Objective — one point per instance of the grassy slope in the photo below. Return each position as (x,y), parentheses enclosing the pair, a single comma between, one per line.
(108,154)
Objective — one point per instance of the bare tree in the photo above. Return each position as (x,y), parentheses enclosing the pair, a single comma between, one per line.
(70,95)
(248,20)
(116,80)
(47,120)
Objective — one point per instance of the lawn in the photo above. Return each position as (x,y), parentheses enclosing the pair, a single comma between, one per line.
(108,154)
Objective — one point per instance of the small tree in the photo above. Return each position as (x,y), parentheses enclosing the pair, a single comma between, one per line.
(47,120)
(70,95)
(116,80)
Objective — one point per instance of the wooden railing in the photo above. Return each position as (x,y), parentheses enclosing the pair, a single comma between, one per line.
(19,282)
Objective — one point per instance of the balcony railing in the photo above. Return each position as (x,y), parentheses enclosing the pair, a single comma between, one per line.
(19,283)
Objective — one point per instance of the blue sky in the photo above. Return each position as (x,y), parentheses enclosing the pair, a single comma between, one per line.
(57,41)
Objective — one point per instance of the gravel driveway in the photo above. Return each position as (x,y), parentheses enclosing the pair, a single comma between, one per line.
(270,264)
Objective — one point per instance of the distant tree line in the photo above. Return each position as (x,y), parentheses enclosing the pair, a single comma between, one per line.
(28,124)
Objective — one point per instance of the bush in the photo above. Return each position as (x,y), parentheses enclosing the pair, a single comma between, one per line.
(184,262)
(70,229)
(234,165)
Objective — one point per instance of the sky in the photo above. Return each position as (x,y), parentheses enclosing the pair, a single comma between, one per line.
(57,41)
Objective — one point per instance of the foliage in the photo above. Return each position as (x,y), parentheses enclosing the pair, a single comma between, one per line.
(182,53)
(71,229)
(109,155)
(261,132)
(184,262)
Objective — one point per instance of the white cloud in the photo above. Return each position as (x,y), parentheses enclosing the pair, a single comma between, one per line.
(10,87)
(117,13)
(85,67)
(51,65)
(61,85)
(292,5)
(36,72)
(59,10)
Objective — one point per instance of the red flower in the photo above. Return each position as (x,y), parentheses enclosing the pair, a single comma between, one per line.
○ ○ ○
> **EXERCISE BRIEF**:
Reproduce the material in full, with no word added or dropped.

> **RESPONSE**:
Objective — one point per instance of the grassy slope in the photo below. Return each position as (x,y), parentheses enclosing the pair, a single comma between, one per line.
(108,154)
Objective — one point per instance of the bare tree in the photo above. Return each position as (x,y), parentheses enclosing the pair, a single comma between, one per line.
(70,95)
(248,20)
(116,80)
(47,120)
Objective — one point per instance of the lawn in the photo above. Return each position as (x,y), parentheses enclosing the pair, a single comma between, one per line.
(108,154)
Objective — one point per instance of the small tree in the photo above. Return each position as (x,y), parentheses enclosing the pair, a single comma between, one per line.
(47,120)
(70,95)
(116,80)
Objective — one point per instance of the wooden railing in the photo above. Return each position as (x,y), parentheses enclosing the pair, a single comma between, one per line.
(19,282)
Objective — one point per instance of the balcony railing in the photo above. Return each position as (x,y), parentheses enclosing the pair, a single comma between, one per line.
(19,283)
Objective — one point per instance of the blue sky in the photo above. Return each position as (x,y), parentheses enclosing the pair, a single comma between, one per line.
(57,41)
Objective — one point per instance of the gravel driveway in the photo above. Return each position as (x,y), parentheses enclosing the pair, a single comma between, one per line.
(270,264)
Objective — one point per instance of the distant tree line in the photo above. Return each position as (x,y), parentheses enclosing the pair, a single comma between, one per line.
(28,124)
Objective — one point per instance of the bush in the photo above. Return each position as (x,y), parentheses enclosing the pair, a single comma between, one per line.
(184,262)
(70,229)
(234,165)
Objective — one point per instance of the sky in the photo above. Return each position as (x,y), parentheses enclosing the pair, a single comma between, one per line.
(57,41)
Objective — one point per instance of the foliage in the photo above. Return each position as (x,y), parentheses enclosing the pair, a single comma between, one per line.
(182,53)
(71,229)
(109,155)
(261,132)
(184,262)
Objective — one point per instance of the white cloud in the photo above. Return each position as (x,y), parentheses enclosing the pair, a single comma between, one per line.
(10,87)
(117,13)
(85,67)
(51,65)
(61,85)
(292,5)
(36,72)
(59,10)
Objective — one point per instance of the red flower in the photo above. Return each position as (x,y), parentheses enclosing the pair, a single comma between, one per line.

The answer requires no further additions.